Information supplied.

Start of Block

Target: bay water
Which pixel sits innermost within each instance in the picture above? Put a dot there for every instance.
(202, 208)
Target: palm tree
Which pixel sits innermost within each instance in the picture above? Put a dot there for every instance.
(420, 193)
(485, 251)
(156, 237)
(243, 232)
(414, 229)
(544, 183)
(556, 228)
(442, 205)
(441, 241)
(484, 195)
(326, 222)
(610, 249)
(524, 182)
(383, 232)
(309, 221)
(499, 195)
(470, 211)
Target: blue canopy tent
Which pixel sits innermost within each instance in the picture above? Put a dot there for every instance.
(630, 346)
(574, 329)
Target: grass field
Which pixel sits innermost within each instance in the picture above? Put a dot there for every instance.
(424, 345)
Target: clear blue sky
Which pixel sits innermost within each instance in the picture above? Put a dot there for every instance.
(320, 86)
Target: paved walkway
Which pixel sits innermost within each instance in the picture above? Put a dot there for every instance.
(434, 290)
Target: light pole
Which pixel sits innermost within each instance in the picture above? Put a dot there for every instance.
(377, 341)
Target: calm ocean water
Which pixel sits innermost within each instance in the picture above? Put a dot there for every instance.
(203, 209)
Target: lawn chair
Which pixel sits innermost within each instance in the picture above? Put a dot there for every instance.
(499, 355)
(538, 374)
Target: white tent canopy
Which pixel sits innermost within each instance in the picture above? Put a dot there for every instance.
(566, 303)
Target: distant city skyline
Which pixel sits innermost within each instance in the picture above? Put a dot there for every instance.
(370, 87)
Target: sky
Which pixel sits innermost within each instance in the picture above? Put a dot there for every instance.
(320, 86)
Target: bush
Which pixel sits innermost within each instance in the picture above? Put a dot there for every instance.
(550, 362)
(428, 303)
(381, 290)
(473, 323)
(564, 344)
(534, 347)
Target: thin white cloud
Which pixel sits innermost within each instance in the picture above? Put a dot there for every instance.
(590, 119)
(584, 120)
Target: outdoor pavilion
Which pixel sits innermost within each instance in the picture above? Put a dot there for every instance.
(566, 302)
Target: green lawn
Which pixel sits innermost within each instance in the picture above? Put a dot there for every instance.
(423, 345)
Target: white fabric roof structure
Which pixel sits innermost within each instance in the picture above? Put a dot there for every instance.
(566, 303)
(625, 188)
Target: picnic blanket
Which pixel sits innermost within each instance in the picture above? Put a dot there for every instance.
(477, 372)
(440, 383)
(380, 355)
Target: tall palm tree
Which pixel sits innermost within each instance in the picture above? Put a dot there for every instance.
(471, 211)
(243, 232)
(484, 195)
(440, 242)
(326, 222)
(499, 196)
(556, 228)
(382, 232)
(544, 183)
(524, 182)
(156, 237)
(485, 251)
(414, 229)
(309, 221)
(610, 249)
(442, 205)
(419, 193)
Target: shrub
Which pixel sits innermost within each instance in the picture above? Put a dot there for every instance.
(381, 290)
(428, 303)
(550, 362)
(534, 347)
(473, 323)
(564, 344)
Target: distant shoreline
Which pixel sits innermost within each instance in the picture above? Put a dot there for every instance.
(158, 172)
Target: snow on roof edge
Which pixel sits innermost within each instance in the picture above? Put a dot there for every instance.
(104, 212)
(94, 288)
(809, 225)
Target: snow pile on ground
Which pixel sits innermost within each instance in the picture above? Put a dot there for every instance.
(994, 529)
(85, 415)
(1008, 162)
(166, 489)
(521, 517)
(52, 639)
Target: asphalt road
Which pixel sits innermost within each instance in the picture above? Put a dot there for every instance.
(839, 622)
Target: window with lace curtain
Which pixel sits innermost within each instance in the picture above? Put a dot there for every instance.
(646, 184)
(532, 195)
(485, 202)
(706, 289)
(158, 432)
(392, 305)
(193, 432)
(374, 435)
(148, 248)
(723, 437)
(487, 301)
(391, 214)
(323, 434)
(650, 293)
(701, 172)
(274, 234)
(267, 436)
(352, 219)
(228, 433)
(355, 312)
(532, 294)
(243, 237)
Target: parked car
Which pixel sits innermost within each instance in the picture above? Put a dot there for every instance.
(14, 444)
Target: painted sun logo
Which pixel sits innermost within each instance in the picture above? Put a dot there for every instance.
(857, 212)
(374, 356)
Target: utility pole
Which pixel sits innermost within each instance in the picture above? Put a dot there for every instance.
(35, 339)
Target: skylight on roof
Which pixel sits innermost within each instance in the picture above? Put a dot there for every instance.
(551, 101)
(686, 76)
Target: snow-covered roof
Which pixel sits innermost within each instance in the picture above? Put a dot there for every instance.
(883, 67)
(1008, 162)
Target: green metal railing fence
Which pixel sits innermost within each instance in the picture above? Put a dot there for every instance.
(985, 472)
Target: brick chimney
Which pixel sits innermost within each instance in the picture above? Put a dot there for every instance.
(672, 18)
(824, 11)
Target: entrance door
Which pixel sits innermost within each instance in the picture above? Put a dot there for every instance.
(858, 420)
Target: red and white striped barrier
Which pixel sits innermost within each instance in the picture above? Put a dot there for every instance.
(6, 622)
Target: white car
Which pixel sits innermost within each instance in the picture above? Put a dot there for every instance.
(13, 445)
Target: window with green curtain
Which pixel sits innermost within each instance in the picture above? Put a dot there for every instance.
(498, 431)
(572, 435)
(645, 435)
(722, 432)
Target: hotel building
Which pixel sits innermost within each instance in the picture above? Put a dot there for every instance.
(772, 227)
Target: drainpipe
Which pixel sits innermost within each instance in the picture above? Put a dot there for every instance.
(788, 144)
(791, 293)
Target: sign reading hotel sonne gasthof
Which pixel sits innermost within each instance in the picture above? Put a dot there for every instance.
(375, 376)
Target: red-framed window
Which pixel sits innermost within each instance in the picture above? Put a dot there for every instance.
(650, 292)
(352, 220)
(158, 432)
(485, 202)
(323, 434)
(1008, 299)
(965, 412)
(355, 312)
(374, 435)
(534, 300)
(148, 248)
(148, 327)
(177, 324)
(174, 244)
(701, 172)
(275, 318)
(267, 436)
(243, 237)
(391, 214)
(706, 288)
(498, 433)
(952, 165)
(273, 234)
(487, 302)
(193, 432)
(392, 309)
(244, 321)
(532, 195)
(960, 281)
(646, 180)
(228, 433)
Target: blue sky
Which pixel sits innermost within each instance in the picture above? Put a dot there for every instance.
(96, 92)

End of Block

Word for word, output the lines of the data from its first line through the line where "Target: clear blue sky" appears, and stop there.

Target: bay water
Which pixel sits innermost within each instance in the picture above? Put a dot there for every instance.
(202, 208)
Target: palm tree
Which pixel sits innermost within each instance in the picture above? Put a dot there for every instance.
(420, 193)
(485, 251)
(156, 237)
(243, 232)
(414, 229)
(544, 183)
(556, 228)
(442, 205)
(441, 241)
(484, 195)
(326, 222)
(610, 249)
(524, 182)
(383, 232)
(309, 221)
(499, 195)
(470, 211)
Target: blue canopy tent
Which pixel sits innermost within each instance in the picture above? Put a dot there for every instance.
(630, 346)
(574, 329)
Target: grass field
Which pixel sits innermost within each instance in the picture above? Put a dot there for every instance.
(424, 345)
Target: clear blue sky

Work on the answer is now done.